PAGE:

We have several high-quality deals currently in the implementation phase, and despite some customer delays, we expect these deals to go live later this year. To be clear, we do expect to see revenue, profit, and margin grow simultaneously as the shift towards SaaS unfolds over the next several quarters. We also expect to announce a new leader for this segment in the coming weeks. Moving now to Data Solutions, which delivered particularly strong first quarter results. The core Data Driven Marketing, or DDM business, had a solid quarter, driving segment revenue growth of 34.5% and adjusted EBITDA growth of 46% during the period. These results reflect continued strong demand for customer acquisition marketing activities across our expansive base of core SI partners.

Additionally, Data continues to broaden its portfolio of clients, extending to other attractive non-financial service verticals, including telecom, utility, and smart home technology providers. As we've discussed previously, quarter-to-quarter lumpiness results from the campaign-oriented nature of the DDM business, with customers often shifting planned marketing expense between quarters. Accordingly, we would not expect the levels of growth reported during the first quarter to recur over the balance of the year. Shifting finally to our Print segment. Consistent with our expectations and prior guidance, the Print business experienced a revenue decline of just over 3% to $303 million while adjusted EBITDA margins held at 30%, in line with our outlook and typical first quarter seasonality.

DATA BLOCK:
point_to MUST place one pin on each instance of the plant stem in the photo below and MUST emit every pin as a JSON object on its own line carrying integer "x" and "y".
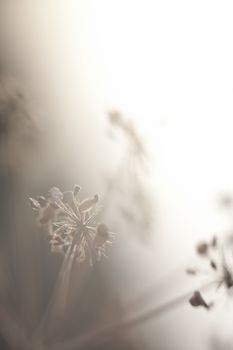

WHAT IS NEEDED: Could you transcribe the passage on quarterly segment results in full, word for word? The data plays no part here.

ANSWER BELOW:
We have several high-quality deals currently in the implementation phase, and despite some customer delays, we expect these deals to go live later this year. To be clear, we do expect to see revenue, profit, and margin grow simultaneously as the shift towards SaaS unfolds over the next several quarters. We also expect to announce a new leader for this segment in the coming weeks. Moving now to Data Solutions, which delivered particularly strong first quarter results. The core Data Driven Marketing, or DDM business, had a solid quarter, driving segment revenue growth of 34.5% and adjusted EBITDA growth of 46% during the period. These results reflect continued strong demand for customer acquisition marketing activities across our expansive base of core SI partners.

Additionally, Data continues to broaden its portfolio of clients, extending to other attractive non-financial service verticals, including telecom, utility, and smart home technology providers. As we've discussed previously, quarter-to-quarter lumpiness results from the campaign-oriented nature of the DDM business, with customers often shifting planned marketing expense between quarters. Accordingly, we would not expect the levels of growth reported during the first quarter to recur over the balance of the year. Shifting finally to our Print segment. Consistent with our expectations and prior guidance, the Print business experienced a revenue decline of just over 3% to $303 million while adjusted EBITDA margins held at 30%, in line with our outlook and typical first quarter seasonality.